::: Material for this exercise :::

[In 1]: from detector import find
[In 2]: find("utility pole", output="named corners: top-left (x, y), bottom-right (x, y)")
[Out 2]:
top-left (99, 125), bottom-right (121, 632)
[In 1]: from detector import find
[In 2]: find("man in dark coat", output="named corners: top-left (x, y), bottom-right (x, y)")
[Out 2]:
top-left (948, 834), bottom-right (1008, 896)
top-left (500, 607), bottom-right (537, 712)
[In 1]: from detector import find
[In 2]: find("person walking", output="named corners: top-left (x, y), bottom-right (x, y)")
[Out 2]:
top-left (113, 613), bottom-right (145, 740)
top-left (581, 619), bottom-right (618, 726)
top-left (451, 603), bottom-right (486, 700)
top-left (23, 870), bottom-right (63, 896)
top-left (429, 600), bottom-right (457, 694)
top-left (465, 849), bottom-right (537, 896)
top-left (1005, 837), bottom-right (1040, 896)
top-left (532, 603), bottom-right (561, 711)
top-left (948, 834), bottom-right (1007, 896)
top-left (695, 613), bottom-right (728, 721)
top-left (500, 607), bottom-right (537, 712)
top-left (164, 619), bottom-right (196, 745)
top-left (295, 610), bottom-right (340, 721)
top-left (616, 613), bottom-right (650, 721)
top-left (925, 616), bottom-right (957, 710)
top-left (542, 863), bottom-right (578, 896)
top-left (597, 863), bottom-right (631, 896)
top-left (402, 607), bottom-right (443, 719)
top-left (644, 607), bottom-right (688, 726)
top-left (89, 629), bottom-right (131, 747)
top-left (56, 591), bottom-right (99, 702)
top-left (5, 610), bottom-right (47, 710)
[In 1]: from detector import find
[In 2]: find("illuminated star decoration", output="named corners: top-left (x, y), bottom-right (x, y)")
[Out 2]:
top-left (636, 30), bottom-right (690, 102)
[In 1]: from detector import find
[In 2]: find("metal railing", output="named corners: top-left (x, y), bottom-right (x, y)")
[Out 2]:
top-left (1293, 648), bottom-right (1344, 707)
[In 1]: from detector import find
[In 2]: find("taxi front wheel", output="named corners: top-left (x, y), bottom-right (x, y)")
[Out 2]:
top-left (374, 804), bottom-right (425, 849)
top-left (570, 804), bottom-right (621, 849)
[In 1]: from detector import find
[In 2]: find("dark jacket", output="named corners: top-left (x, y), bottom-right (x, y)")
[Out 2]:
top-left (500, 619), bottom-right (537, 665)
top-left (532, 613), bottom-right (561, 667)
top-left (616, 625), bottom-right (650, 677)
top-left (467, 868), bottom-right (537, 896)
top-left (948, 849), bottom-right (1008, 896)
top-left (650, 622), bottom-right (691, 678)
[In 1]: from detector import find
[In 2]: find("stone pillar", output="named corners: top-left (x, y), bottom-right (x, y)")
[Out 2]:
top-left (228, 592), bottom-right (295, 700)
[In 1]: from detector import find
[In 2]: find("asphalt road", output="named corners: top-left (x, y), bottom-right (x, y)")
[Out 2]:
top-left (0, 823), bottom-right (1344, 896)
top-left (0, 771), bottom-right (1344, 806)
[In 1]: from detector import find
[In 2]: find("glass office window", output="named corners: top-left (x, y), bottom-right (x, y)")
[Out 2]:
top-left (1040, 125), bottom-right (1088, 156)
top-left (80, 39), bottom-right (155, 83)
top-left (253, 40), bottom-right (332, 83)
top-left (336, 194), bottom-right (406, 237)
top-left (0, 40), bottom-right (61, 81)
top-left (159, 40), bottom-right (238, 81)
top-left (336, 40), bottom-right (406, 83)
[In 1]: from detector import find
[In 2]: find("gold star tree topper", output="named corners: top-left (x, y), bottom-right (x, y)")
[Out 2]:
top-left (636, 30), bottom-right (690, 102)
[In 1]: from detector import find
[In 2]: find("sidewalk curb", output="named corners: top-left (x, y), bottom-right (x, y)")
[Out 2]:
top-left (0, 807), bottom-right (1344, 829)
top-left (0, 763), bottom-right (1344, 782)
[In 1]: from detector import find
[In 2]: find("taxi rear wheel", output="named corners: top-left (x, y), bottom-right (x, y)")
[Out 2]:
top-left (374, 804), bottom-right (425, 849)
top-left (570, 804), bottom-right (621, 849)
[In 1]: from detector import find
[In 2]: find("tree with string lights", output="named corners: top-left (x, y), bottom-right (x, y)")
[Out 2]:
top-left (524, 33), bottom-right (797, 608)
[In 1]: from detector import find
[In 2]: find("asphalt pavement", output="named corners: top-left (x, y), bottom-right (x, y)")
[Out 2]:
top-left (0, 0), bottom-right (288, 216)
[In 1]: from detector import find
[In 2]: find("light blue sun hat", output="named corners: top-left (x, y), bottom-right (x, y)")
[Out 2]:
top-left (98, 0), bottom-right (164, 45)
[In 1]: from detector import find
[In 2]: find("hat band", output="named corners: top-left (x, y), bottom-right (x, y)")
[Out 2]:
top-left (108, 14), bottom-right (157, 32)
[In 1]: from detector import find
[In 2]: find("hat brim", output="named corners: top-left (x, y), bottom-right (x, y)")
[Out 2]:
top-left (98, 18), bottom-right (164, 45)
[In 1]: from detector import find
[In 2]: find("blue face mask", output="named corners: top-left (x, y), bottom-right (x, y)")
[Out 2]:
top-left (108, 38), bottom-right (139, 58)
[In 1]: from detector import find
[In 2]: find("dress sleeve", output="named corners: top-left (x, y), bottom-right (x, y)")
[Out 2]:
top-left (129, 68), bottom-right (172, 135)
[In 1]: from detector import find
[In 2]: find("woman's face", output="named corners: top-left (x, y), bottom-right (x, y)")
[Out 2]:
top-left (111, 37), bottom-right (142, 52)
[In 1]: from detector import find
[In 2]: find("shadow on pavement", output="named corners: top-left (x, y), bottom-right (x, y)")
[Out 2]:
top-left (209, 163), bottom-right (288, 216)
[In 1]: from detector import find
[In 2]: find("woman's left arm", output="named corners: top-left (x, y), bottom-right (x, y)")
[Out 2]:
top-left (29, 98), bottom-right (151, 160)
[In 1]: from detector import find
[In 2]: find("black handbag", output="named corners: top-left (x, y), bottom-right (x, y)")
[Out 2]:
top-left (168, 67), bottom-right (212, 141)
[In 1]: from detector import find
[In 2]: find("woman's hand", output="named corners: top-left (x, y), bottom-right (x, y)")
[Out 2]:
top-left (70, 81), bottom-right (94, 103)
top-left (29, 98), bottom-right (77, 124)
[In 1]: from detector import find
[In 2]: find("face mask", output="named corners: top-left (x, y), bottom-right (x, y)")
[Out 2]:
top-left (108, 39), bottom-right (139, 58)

:::

Task directions.
Find every line in the items above that contains the word "dark", matching case exactly, and copy each of those lines.

Worked answer.
[In 2]: find("man in dark coat", output="named corners: top-left (x, y), bottom-right (x, y)")
[In 2]: find("dark jacket", output="named corners: top-left (x, y), bottom-right (x, y)")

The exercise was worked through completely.